### WORK INSTRUCTIONS
1. Translate this sentence from the article on the European Data Relay System below into Spanish: "The two space nodes, permanently positioned over Europe, will then be responsible for relaying, through traditional radio methods, any received information to the Earth’s surface."
2. From the article on the European Data Relay System below, reproduce word for word the passage that opens with the words containing "Currently, low-earth orbit" and closes with "orbit) and security.".
3. Carry on writing the article on the European Data Relay System below, picking up after its final sentence.

### TEXT PROVIDED
‘EDRS’ Set To Revolutionise Satellite Communications

European Data Relay System (Credit: ESA)

According to the latest UCS database (1/31/15), there are currently 1265 operational satellites orbiting Earth. These are responsible for delivering a diverse array of services, from planetary observation/space science, through to technology development and communications—this is a lot of data to shift, which is only set to increase as more advanced technologies/services come online. Recent trends in Earth-observation missions indicate that the data volume will grow by at least a factor of 10 every decade”, says Harald Hauschildt (ESA’s ESTEC centre).

To overcome this inevitable problem, ESA outline their future laser based ‘EDRS network’ (European Data Relay System):

Currently, low-earth orbit (LEO) satellites pass data using direct radio links to strategically placed ground stations. This poses a problem for both access times (available uploading/downloading times ≈ 10-15 minutes per 90 minute orbit) and security.

To improve on this situation, EDRS works by linking multiple Earth-observation satellites with two geostationary satellites—or ‘space nodes’, named EDRS-A and EDRS-C—via specially integrated laser communication terminals (LCTs). The two space nodes, permanently positioned over Europe, will then be responsible for relaying, through traditional radio methods, any received information to the Earth’s surface. ESA specify that contact time will increase four times to approximately 40 minutes per orbital period, which should allow larger amounts of more sophisticated real-time data to be transferred. Data rates are also predicted to increase to 1.8 Gbps, with a future upgrade capability of 7.2 Gbps.

### DATASET CONTENT
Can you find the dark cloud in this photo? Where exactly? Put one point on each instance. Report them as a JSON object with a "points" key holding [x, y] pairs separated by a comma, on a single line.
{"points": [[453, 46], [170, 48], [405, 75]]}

### TASK RESPONSES
1. Los dos nodos espaciales, situados permanentemente sobre Europa, se encargarán entonces de retransmitir a la superficie terrestre, mediante métodos de radio tradicionales, toda la información recibida.

2.
Currently, low-earth orbit (LEO) satellites pass data using direct radio links to strategically placed ground stations. This poses a problem for both access times (available uploading/downloading times ≈ 10-15 minutes per 90 minute orbit) and security.

3.
Laser Communication Terminal (LCT) that will be fitted to every satellite in the EDRS network (Credit: ESA)

Laser Communication Terminal (LCT). LCTs will be fitted to every satellite in the EDRS network (Credit: ESA)

First to use the new system will be ESA’s Copernicus programme (scheduled late 2015) followed by the International Space Station (2018). A further 20% of LEO satellites over the next fifteen years will also be fitted with LCTs, ready for network integration; as Hauschildt highlights: “Once Copernicus is fully launched, its fleet of Earth observers will need to send down an estimated 6TB of data every day.” EDRS should ensure this data rate is achieved, and with a geostationary links permanently positioned over Europe increased data security should also be realised.

A third EDRS space node is also planned for launch in 2020. Named ‘GlobeNet’, the network upgrade will provide increased global coverage and even more enhanced security features for future ESA missions.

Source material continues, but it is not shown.